-- Opening Marker --

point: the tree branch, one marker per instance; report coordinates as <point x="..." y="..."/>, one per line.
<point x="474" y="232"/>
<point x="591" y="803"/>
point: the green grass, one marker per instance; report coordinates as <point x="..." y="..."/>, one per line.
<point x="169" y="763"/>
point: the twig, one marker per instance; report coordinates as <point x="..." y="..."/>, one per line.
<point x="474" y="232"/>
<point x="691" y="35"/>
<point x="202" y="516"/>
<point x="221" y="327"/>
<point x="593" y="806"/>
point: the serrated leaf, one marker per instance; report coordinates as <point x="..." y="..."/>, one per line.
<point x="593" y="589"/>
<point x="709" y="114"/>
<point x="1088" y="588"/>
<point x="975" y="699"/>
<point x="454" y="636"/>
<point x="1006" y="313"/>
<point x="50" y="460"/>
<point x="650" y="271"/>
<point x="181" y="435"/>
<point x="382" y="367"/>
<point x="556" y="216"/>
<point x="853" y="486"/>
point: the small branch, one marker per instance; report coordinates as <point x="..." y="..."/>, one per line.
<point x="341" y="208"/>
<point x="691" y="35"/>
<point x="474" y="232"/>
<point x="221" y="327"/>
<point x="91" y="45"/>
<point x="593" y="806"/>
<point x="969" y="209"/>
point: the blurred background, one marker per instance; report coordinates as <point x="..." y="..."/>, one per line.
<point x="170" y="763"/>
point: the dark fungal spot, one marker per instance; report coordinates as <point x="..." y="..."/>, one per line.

-- Closing Marker --

Every line of the material above is to be copied exactly.

point: the tree branch, one marker per instance; report coordinates as <point x="..." y="..."/>, one per line.
<point x="474" y="232"/>
<point x="591" y="803"/>
point: the green grass, one marker per instance; report coordinates as <point x="..." y="..."/>, one per line.
<point x="169" y="763"/>
point: the twig, one marker per instance; report coordinates as <point x="..." y="..."/>, one per line.
<point x="474" y="232"/>
<point x="691" y="35"/>
<point x="202" y="516"/>
<point x="221" y="327"/>
<point x="593" y="806"/>
point: the serrated leaf, one marker per instance; report coordinates as <point x="..." y="..."/>, one per line.
<point x="593" y="589"/>
<point x="709" y="114"/>
<point x="1088" y="588"/>
<point x="975" y="699"/>
<point x="454" y="636"/>
<point x="1006" y="313"/>
<point x="50" y="460"/>
<point x="650" y="271"/>
<point x="181" y="435"/>
<point x="382" y="367"/>
<point x="556" y="216"/>
<point x="853" y="486"/>
point: the small branch, one marker per instance; report coordinates as <point x="..." y="..."/>, one per line.
<point x="341" y="208"/>
<point x="691" y="35"/>
<point x="474" y="232"/>
<point x="221" y="327"/>
<point x="91" y="45"/>
<point x="593" y="806"/>
<point x="969" y="209"/>
point: the blurred background, one marker per instance; report coordinates as <point x="..." y="..."/>, one per line.
<point x="170" y="763"/>
point: the dark fungal spot, one marker per instance; report coordinates as <point x="..." y="..."/>, one per line.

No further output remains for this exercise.